* Problem statement: Retype the full set of records. Keep every character identical.

* Stored dataset items:
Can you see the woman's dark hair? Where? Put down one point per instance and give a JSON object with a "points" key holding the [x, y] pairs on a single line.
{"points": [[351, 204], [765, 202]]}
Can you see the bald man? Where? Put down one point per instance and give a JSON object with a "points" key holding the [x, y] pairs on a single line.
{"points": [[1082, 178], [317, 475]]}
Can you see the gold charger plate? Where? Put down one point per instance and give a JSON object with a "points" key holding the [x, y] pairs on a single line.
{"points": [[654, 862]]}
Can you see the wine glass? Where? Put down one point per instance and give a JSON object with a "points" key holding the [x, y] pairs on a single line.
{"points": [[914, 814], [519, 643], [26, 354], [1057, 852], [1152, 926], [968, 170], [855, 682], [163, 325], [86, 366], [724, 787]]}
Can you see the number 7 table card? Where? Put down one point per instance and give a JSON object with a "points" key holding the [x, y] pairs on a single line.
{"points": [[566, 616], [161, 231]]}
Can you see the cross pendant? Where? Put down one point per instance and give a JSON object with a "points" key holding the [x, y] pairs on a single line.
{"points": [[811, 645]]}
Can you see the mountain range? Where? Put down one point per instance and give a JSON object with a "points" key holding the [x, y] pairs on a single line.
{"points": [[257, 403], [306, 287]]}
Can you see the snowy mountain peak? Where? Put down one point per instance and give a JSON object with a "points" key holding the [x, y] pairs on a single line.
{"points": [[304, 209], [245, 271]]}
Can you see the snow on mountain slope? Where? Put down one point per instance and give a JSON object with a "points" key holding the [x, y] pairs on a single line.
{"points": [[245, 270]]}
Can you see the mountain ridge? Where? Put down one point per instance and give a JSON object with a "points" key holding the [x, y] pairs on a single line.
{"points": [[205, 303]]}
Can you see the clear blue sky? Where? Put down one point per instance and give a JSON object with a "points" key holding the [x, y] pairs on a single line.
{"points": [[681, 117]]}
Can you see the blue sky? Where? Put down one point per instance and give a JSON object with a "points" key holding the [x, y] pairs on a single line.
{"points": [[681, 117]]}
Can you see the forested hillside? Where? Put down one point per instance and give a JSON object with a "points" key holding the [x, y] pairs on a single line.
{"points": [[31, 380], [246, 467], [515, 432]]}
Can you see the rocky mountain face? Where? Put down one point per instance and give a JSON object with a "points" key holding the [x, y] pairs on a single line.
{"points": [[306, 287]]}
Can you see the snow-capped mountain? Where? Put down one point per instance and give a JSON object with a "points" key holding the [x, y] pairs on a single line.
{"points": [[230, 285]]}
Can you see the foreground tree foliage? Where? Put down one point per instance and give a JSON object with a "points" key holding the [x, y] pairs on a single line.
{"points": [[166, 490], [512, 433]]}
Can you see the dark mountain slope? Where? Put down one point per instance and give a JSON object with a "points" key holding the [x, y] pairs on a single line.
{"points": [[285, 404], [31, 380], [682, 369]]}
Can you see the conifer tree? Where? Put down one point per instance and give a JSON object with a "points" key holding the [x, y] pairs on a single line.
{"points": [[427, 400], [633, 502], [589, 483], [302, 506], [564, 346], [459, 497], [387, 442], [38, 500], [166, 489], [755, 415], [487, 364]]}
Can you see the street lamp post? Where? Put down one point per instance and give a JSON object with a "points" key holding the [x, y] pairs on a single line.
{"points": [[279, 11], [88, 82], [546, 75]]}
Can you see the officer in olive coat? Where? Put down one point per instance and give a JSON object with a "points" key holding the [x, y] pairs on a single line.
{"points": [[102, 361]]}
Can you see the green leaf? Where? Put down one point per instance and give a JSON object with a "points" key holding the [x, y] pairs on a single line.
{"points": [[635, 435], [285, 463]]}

* Output for this exercise:
Can you see the woman's dark hair? Where? Put down one point per instance and give a JSON object with a "points" key holding the [x, y] pairs on a single line.
{"points": [[351, 204], [765, 202]]}
Can you see the bald man? Where? Put down one point per instance and give a JSON object with a "points" key holding the [x, y] pairs on a single line.
{"points": [[1082, 178], [317, 475]]}
Can you see the gold charger plate? Where? Put down one point per instance and give a JSON object with a "points" key holding the [x, y] pairs on a single line.
{"points": [[654, 862]]}
Can you see the wine glass? Where? Put down one point per instance and give a JSON object with a "points" key holding the [x, y] pairs on a single line.
{"points": [[914, 814], [519, 643], [26, 354], [1057, 852], [1152, 926], [968, 170], [855, 682], [163, 325], [86, 366], [724, 787]]}
Can you see the number 7 table card? Where? Put down one point per instance and give a JSON object with a "points" key holding the [x, y] pairs on a single line.
{"points": [[566, 616], [161, 231]]}
Can you see the cross pendant? Where? Put down one point per instance and give a JSON object with a "points" key holding the [x, y] pairs on a single line.
{"points": [[811, 645]]}
Can you see the mountain range? Where? Put down one point per instance and give a JSON object with a "points" key holding the [x, y] pairs on a single line.
{"points": [[257, 403], [306, 287]]}
Can you see the snowy mountain peak? Where? Put down one point per instance and give a JSON object with a "points" key holding the [x, y] pairs on a single line.
{"points": [[304, 209], [245, 271]]}
Can you see the snow on mountain slope? Where? Put down one point per instance and give a JSON object with a "points" key holding the [x, y] pairs on a single line.
{"points": [[245, 270]]}
Can you see the mountain ridge? Where? Put down one point per instance and give a JSON object with a "points" key holding the [x, y] pairs on a single line.
{"points": [[205, 303]]}
Can you see the clear blue sky? Where? Put down one point per instance and give a JSON object with a "points" key holding the [x, y] pairs on a single line.
{"points": [[681, 117]]}
Can you see the blue sky? Where? Put down one point per instance and give a JSON object with a "points" key holding the [x, y] pairs on a single line.
{"points": [[681, 117]]}
Can you see the forested hillside? Where? Put down one point per instance and give a JSON object with a "points" key holding the [x, y] pairs on a single line.
{"points": [[31, 380], [246, 467], [515, 432]]}
Can you see the rocky mountain face? Where? Put down one point per instance and give a JSON object with a "points" key holding the [x, y] pairs on a single line.
{"points": [[306, 287]]}
Can you see the snow-capped mountain? Where? Put down one point per instance and give a JSON object with a "points" key holding the [x, y] pairs on a single line.
{"points": [[230, 285]]}
Can you see the foreground tree foliage? Where? Put down one point per instance and give a JSON object with a "points" key holding the [x, y] pairs on a single line.
{"points": [[166, 490], [512, 433]]}
Can you see the dark mountain slope? Where? Put down one point per instance and give a JSON object with a "points" key holding the [x, y] pairs on a single line.
{"points": [[285, 404], [31, 380], [682, 369]]}
Can you see the conifer tree? Where? Put down one point per instance and give a JSON object with a "points" key holding the [x, y] pairs on a single line.
{"points": [[427, 400], [633, 502], [589, 483], [302, 506], [564, 346], [459, 497], [387, 442], [38, 500], [166, 489], [755, 415], [487, 364]]}
Can you see the street lamp post? Where? Put down one point per instance and give a JSON object with a "points" key holding the [x, y] pairs on a single line.
{"points": [[279, 11], [88, 82], [546, 75]]}
Can you see the officer in olive coat? Where? Put down one point per instance and give a JSON object with a "points" key holding the [x, y] pairs on a single line.
{"points": [[102, 361]]}
Can you see the green leaf? Where? Put down one point per instance and give a JSON object with a "points" key holding the [x, y] pairs on a single line.
{"points": [[635, 435], [285, 463]]}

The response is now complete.